— START OF EXTRACTED INFORMATION —

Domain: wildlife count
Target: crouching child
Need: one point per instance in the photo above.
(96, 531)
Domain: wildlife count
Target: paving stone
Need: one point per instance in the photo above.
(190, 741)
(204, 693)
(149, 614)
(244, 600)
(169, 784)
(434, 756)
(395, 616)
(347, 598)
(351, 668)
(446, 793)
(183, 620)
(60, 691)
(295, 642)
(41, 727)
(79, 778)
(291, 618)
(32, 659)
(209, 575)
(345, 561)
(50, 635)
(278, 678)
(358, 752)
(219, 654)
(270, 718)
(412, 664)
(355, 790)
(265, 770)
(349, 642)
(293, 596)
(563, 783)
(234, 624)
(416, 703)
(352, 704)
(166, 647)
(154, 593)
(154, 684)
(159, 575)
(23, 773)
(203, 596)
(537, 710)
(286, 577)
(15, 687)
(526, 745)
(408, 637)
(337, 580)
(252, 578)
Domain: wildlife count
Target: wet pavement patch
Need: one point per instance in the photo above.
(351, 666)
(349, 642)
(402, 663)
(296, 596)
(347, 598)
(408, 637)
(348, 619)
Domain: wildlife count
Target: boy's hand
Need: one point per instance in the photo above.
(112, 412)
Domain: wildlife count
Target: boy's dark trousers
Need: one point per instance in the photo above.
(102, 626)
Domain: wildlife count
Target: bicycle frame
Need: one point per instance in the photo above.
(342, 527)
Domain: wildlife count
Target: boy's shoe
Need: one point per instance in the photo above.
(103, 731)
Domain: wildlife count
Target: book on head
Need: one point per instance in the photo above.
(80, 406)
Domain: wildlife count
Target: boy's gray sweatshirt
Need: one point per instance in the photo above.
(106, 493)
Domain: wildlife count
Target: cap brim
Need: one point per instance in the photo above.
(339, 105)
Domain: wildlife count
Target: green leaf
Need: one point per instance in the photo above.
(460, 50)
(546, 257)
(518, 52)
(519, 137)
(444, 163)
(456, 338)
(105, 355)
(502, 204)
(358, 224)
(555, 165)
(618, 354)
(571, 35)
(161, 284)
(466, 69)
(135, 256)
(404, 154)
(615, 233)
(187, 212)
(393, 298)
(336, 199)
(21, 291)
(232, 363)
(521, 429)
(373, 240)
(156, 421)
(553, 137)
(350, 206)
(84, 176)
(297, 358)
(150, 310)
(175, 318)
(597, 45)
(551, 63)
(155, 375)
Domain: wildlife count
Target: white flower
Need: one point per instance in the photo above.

— END OF EXTRACTED INFORMATION —

◆ **GIVEN TASK**: Pick out and copy each line in the listing above that contains the string "Target". Match case exactly.

◆ **IN RESPONSE**:
Target: crouching child
Target: paving stone
Target: wet pavement patch
Target: boy's hand
Target: boy's dark trousers
Target: bicycle frame
Target: boy's shoe
Target: book on head
Target: boy's gray sweatshirt
Target: cap brim
Target: green leaf
Target: white flower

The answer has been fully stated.